• **What you should do**: Copy out all of the data below word for word, leaving out the pictures.

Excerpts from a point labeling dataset
__________

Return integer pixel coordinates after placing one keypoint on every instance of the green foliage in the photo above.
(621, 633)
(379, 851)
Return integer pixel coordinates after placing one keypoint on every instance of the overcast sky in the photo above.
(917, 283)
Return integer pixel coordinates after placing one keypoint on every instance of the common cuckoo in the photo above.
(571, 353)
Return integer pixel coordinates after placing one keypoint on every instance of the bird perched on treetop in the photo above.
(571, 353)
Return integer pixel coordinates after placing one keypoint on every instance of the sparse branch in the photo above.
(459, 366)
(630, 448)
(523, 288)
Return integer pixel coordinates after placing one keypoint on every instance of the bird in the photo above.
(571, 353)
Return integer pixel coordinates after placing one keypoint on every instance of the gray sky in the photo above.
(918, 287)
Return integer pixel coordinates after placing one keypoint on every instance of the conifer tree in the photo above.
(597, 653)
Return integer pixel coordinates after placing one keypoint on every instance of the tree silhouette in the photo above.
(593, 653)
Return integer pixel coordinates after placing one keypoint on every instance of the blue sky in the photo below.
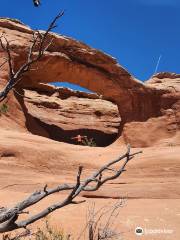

__________

• **Correct response**:
Return integer pixel coordinates after placing one keypoint on every instance of the green foliage in the photo above.
(621, 633)
(379, 851)
Return integer pixel coordinates after placing one keypoint on every instance of the overcast sky in the photo above.
(917, 283)
Return integer pixel coordinates after placing one keypoint on every instance of the common cuckoo in the photo above.
(571, 353)
Return integer pixel coordinates after placing one keypoint on every instance of the bird perched on treetop in the photo above.
(571, 353)
Return integer pixel coordinates after placing one keypoint on every instance of the sparse branch in the photo above.
(459, 366)
(630, 448)
(523, 288)
Return integer pixel coordinates after placing one keypoint on every instance of the bird in the photo above.
(571, 353)
Return integer pixel coordinates after placing one keypoint on every instance of the gray sky in the photo above.
(918, 287)
Return integer pixel coordinates after placing one keypoint on every instance of the conifer tree in the photo above.
(597, 653)
Return integer pixel coordinates after placing one keypoint on every instance of the tree silhouette in the photo above.
(593, 653)
Return integer pixel coordinates after placing one keypoint on every instance of the blue sky in the photo below.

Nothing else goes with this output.